Maturation of human induced pluripotent stem cell-derived cardiomyocytes promoted by Brachyury priming

Cardiac differentiation of human induced pluripotent stem cells is readily achievable, yet derivation of mature cardiomyocytes has been a recognized limitation. Here, a mesoderm priming approach was engineered to boost the maturation of cardiomyocyte progeny derived from pluripotent stem cells under standard cardiac differentiation conditions. Functional and structural hallmarks of maturity were assessed through multiparametric evaluation of cardiomyocytes derived from induced pluripotent stem cells following transfection of the mesoderm transcription factor Brachyury prior to initiation of lineage differentiation. Transfection with Brachyury resulted in earlier induction of a cardiopoietic state as hallmarked by early upregulation of the cardiac-specific transcription factors NKX2.5, GATA4, TBX20. Enhanced sarcomere maturity following Brachyury conditioning was documented by an increase in the proportion of cells expressing the ventricular isoform of myosin light chain and an increase in sarcomere length. Mesoderm primed cells displayed increased reliance on mitochondrial respiration as determined by increased mitochondrial size and a greater basal oxygen consumption rate. Further, Brachyury priming drove maturation of calcium handling enabling transfected cells to maintain calcium transient morphology at higher external field stimulation rates and augmented both calcium release and sequestration kinetics. In addition, transfected cells displayed a more mature action potential morphology with increased depolarization and repolarization kinetics. Derived cells transfected with Brachyury demonstrated increased toxicity response to doxorubicin as determined by a compromise in calcium transient morphology. Thus, Brachyury pre-treatment here achieved a streamlined strategy to promote maturity of human pluripotent stem cell-derived cardiomyocytes establishing a generalizable platform ready for deployment.

Requirement 1>
Answer these questions from the Brachyury abstract, one line each:
(a) Which cardiac-specific transcription factors showed early upregulation after Brachyury transfection?
(b) Which two findings showed that mesoderm primed cells relied more on mitochondrial respiration?
(c) Which drug was used to test the toxicity response of the derived cells?
Requirement 2>
Decide whether each statement agrees with the Brachyury abstract. Give yes or no and quote the words that decide it.
(a) Brachyury was transfected after lineage differentiation had begun.
(b) Brachyury conditioning led to longer sarcomeres.
(c) Transfected cells showed slower depolarization kinetics.

Information provided>
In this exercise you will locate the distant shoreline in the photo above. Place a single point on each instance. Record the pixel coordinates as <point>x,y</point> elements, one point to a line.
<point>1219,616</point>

Expected answer 1>
(a) NKX2.5, GATA4, and TBX20
(b) Increased mitochondrial size and a greater basal oxygen consumption rate
(c) Doxorubicin

Expected answer 2>
(a) No: "prior to initiation of lineage differentiation"
(b) Yes: "an increase in sarcomere length"
(c) No: "increased depolarization and repolarization kinetics"